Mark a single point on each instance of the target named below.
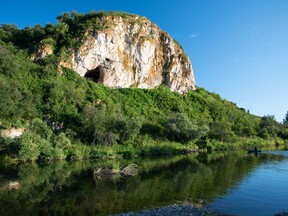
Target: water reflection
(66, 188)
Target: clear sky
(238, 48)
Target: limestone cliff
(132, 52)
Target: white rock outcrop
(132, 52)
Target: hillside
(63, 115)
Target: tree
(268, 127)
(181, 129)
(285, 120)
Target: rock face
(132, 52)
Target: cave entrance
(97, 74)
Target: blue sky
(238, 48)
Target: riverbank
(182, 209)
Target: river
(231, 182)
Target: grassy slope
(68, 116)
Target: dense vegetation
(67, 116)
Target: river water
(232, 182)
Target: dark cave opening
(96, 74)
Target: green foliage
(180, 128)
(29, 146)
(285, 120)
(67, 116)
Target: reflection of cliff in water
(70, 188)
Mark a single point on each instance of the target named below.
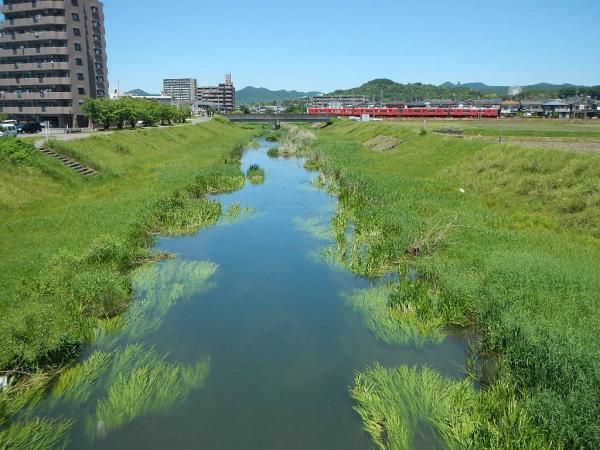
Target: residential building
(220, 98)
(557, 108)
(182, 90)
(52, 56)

──────────────────────────────

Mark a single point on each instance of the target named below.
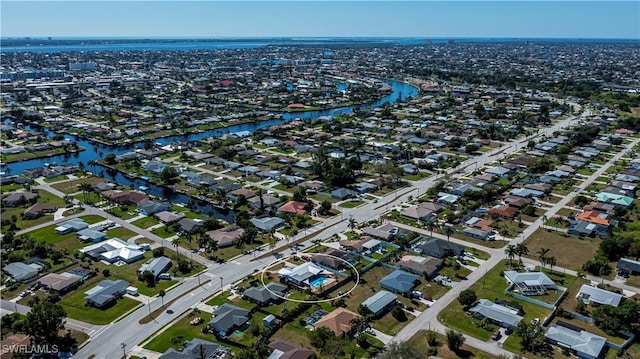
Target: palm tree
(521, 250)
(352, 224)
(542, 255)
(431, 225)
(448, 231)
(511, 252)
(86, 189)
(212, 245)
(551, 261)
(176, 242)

──────────────────────────────

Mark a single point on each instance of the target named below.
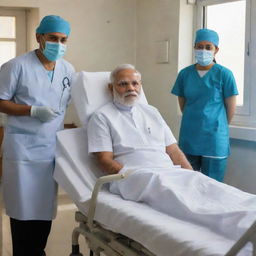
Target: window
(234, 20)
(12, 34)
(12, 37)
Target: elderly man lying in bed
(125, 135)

──────────────────────────────

TASK PROMPT
State how many lines of the records above contain the string "water", treating uppercase and lowercase as distinct. Reply with the number alone.

WRITTEN SOLUTION
3